• _Brief_: Format every line of the rows below as a numbered list. Skip blank lines and leave the pictures out.
╭─ Records
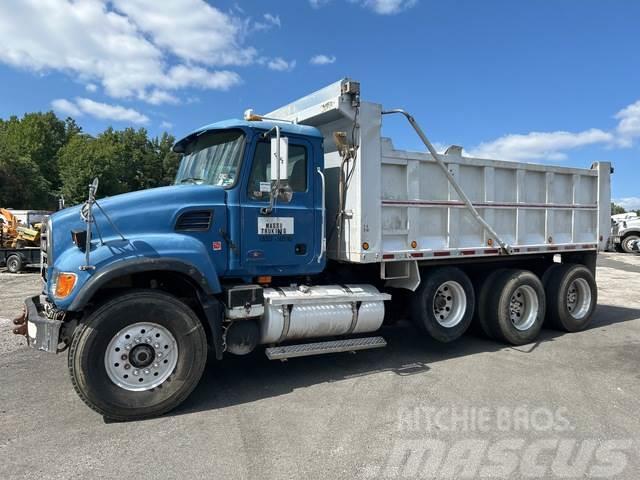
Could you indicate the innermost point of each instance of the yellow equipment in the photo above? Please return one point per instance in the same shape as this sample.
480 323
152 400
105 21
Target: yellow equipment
14 235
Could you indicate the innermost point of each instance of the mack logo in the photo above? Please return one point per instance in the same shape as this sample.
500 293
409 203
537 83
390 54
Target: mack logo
275 225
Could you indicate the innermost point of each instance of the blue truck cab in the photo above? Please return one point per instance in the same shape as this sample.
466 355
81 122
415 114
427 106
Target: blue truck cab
211 225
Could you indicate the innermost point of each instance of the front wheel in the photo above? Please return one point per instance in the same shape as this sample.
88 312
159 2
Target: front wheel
137 356
627 243
14 264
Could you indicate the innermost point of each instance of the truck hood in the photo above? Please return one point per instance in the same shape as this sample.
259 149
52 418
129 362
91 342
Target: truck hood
137 213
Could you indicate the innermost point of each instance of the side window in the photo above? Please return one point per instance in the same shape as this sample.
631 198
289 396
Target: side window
259 180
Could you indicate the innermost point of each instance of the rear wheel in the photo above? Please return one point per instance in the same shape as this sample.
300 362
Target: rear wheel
443 304
627 243
513 306
572 296
138 356
14 263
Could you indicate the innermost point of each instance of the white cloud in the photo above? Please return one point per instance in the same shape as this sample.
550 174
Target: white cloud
191 29
322 59
131 48
104 111
629 124
65 107
389 7
628 203
158 97
318 3
382 7
280 64
539 145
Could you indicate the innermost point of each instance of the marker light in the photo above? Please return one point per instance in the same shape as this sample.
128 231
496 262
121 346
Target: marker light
64 284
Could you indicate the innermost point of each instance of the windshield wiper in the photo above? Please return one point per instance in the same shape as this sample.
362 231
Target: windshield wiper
192 180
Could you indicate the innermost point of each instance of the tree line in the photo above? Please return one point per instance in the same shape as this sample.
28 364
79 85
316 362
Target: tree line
43 157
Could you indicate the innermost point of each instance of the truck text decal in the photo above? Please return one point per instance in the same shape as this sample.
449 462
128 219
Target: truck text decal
275 225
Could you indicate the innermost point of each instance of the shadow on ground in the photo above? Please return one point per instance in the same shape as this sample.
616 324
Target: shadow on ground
240 380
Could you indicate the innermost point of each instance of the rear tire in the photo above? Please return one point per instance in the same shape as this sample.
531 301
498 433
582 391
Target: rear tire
443 304
514 306
176 363
14 263
572 295
627 242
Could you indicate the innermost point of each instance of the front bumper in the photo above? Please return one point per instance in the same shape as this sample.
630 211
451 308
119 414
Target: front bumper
42 332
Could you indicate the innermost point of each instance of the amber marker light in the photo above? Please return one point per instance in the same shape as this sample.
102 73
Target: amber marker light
64 285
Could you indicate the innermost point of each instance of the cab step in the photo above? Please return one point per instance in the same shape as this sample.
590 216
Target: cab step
319 348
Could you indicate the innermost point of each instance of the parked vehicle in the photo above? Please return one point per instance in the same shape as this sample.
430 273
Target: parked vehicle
301 232
16 259
625 233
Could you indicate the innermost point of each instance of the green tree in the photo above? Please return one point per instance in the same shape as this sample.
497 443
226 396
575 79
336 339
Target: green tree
86 157
21 184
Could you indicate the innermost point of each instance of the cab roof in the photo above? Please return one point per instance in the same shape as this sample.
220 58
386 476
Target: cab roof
285 129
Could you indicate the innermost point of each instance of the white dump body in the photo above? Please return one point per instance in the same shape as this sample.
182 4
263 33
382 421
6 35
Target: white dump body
401 206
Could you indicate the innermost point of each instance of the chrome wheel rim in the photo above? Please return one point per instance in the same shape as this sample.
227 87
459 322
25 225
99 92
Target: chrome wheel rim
579 298
449 304
523 307
141 356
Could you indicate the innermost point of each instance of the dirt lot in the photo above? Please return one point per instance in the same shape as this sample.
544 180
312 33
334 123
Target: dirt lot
564 407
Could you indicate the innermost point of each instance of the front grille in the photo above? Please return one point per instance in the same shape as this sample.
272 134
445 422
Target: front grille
194 221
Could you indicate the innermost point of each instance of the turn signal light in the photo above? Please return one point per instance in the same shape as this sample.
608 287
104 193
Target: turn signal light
65 284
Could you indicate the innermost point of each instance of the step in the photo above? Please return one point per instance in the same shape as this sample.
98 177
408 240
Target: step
319 348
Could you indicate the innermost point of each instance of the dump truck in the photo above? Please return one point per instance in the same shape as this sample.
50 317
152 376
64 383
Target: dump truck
302 232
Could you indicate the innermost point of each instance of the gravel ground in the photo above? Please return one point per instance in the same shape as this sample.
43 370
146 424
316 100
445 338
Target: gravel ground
564 407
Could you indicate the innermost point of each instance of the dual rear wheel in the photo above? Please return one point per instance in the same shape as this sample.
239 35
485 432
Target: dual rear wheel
511 304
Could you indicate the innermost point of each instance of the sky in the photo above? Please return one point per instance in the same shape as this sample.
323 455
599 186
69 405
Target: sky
544 81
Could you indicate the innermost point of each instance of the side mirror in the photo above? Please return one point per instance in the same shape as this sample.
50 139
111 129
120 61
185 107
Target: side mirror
279 158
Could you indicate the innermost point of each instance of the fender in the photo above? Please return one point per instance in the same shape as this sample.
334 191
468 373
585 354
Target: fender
137 265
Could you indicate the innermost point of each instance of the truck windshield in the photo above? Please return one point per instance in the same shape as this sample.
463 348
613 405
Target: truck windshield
212 158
╰─
• _Result_:
1. Could you indicate the innermost point of each instance of the yellow equipment in the photo above? Please return one point per instance in the same shape as this sample.
2. 480 323
3. 152 400
4. 105 21
5. Target: yellow equipment
6. 14 235
7. Could you indicate the innermost point of each instance of the mack logo in the photo above? Please return one point per instance in the same shape as this sample.
8. 500 293
9. 409 203
10. 537 83
11. 390 54
12. Target: mack logo
13. 275 225
14. Could you indicate the innermost point of each instance of the blue truck cab in the photo above? Please return one point per instance in the same shape as this sample.
15. 466 355
16. 81 122
17. 415 114
18. 427 106
19. Target: blue truck cab
20. 211 225
21. Could you indicate the innermost point of each instance of the front wheel in the photo above? Please return one point per instance in the same shape as this sample.
22. 88 312
23. 159 2
24. Target: front wheel
25. 137 356
26. 627 243
27. 14 264
28. Could you indicate the innermost point of each instance of the truck hood in the photo above? Please return one point per instance in the same shape as this sample.
29. 259 149
30. 52 418
31. 129 362
32. 91 342
33. Target: truck hood
34. 137 213
35. Could you indicate the innermost point of each instance of the side window in the photo above? Please return one point per instance in the same shape as this sample.
36. 631 198
37. 289 396
38. Target: side window
39. 259 180
40. Could you indicate the innermost point of each instance of the rear wheel in the photo above? Please return one point per instance in the same shape as this sample.
41. 300 362
42. Target: rear wheel
43. 443 304
44. 627 243
45. 513 306
46. 572 296
47. 138 356
48. 14 263
49. Could you indicate the innermost point of each instance of the white cloud in the photo above? Please return one point per instance in the same shape as this sample.
50. 550 174
51. Target: white cloud
52. 191 29
53. 322 59
54. 131 48
55. 104 111
56. 629 124
57. 65 107
58. 389 7
59. 628 203
60. 158 97
61. 318 3
62. 382 7
63. 280 64
64. 539 145
65. Could you indicate the innermost point of each instance of the marker light in the photo above? Please return one point per instance in the same shape as this sample.
66. 128 231
67. 496 262
68. 121 346
69. Target: marker light
70. 64 284
71. Could you indicate the innermost point of each instance of the windshield wiper in the photo above? Please return one point per instance in the same shape as this sample.
72. 362 231
73. Target: windshield wiper
74. 192 180
75. Could you indicate the innermost point of each instance of the tree line in the photo above? Please return one point per instance in the same shape as this sample.
76. 28 364
77. 79 85
78. 316 362
79. Target: tree line
80. 43 157
81. Could you indicate the innermost point of each instance of the truck text decal in the photo above? Please return one point per instance in the same shape as this sample.
82. 449 462
83. 128 219
84. Target: truck text decal
85. 275 225
86. Could you indicate the innermost point of each instance of the shadow on ground in the photo above? Please return one point per instance in the same shape as this sample.
87. 616 324
88. Target: shadow on ground
89. 240 380
90. Could you indicate the innermost point of each instance of the rear tire in the photo above? Please return one point per instance in the same shape as this sample.
91. 531 301
92. 498 433
93. 582 391
94. Target: rear tire
95. 443 304
96. 514 306
97. 176 363
98. 14 263
99. 572 295
100. 627 242
101. Could you indicate the innermost point of each instance of the front bumper in the photo above? Please return one point per instance in the same shape as this sample.
102. 630 211
103. 451 308
104. 119 414
105. Target: front bumper
106. 42 332
107. Could you indicate the innermost point of each instance of the amber marker light in the photo above? Please return one point per instance in the same shape as this sample.
108. 102 73
109. Target: amber marker light
110. 64 285
111. Could you indicate the innermost point of each instance of the cab step in the photo above? Please return one point per instance in the same shape as this sample.
112. 590 216
113. Target: cab step
114. 319 348
115. Could you indicate the innermost point of each instance of the parked vehicle in the photo above? Please return one point per instance in the same shape as this sample.
116. 430 273
117. Target: parked vehicle
118. 301 232
119. 16 259
120. 625 233
121. Could you indicate the innermost point of each instance of the green tree in the photo above? Please return one point per instance in the same shape as this sample.
122. 497 443
123. 226 396
124. 575 79
125. 336 339
126. Target: green tree
127. 86 157
128. 21 184
129. Could you indicate the innermost point of each instance of the cab roof in the photo above? Please return one point per instance in the same shape as this sample.
130. 220 58
131. 386 476
132. Target: cab roof
133. 285 129
134. Could you indicate the innermost point of each instance of the white dump body in the photo above? Please return one point per instance in the same shape as this sample.
135. 182 4
136. 263 33
137. 382 421
138. 6 35
139. Target: white dump body
140. 401 206
141. Could you indicate the innermost point of each instance of the chrome wheel rim in the photo above? Please return one point per instance in the same shape as this sample.
142. 227 87
143. 459 322
144. 25 225
145. 99 92
146. Target: chrome wheel rim
147. 579 298
148. 449 304
149. 523 307
150. 141 356
151. Could you indicate the innermost point of each instance of the dirt lot in the photo above? Please return one point per instance in the same shape as this sample.
152. 544 180
153. 312 33
154. 334 123
155. Target: dirt lot
156. 564 407
157. Could you indicate the innermost point of each instance of the front grille in the photo above? Please return one point per instance in the same shape as this sample.
158. 272 134
159. 445 422
160. Target: front grille
161. 194 221
162. Could you indicate the innermost point of each instance of the turn signal light in the photo above? Please return one point per instance in the same shape as this sample.
163. 608 287
164. 104 193
165. Target: turn signal light
166. 65 284
167. Could you indicate the innermost point of each instance of the step in the photo above? Please return one point per instance in the same shape as this sample.
168. 98 177
169. 408 240
170. Target: step
171. 319 348
172. Could you indicate the innermost point of each instance of the dump truck in the photo above? Please return one point per instance in the same shape as this sample.
173. 50 317
174. 152 376
175. 64 383
176. Target: dump truck
177. 302 232
178. Could you indicate the innermost point of each instance of the gravel ground in the photo above? Please return one point per instance in the same shape as this sample.
179. 43 370
180. 146 424
181. 316 100
182. 445 338
183. Target: gravel ground
184. 564 407
185. Could you indicate the innermost point of each instance of the dual rear wheel in the photo above? Please return one point per instance in the same shape as this sample.
186. 239 35
187. 485 432
188. Target: dual rear wheel
189. 511 304
190. Could you indicate the innermost point of each instance of the sky in the photo above? Please return one point per instance in the same shape as this sample.
191. 323 455
192. 599 186
193. 69 405
194. Target: sky
195. 544 81
196. Could you indicate the innermost point of each instance of the side mirror in the photo above? Please return one point per instance in the same shape as this sample.
197. 50 139
198. 111 129
199. 120 61
200. 185 107
201. Target: side mirror
202. 279 158
203. Could you indicate the innermost point of each instance of the fender in the photo above? Please return one point per instance in the same shape as this sample.
204. 334 191
205. 468 373
206. 585 354
207. Target: fender
208. 137 265
209. Could you indicate the innermost point of each instance of the truck windshield in the photo above? Please return one point per instance in the same shape as this sample.
210. 463 348
211. 613 405
212. Target: truck windshield
213. 212 158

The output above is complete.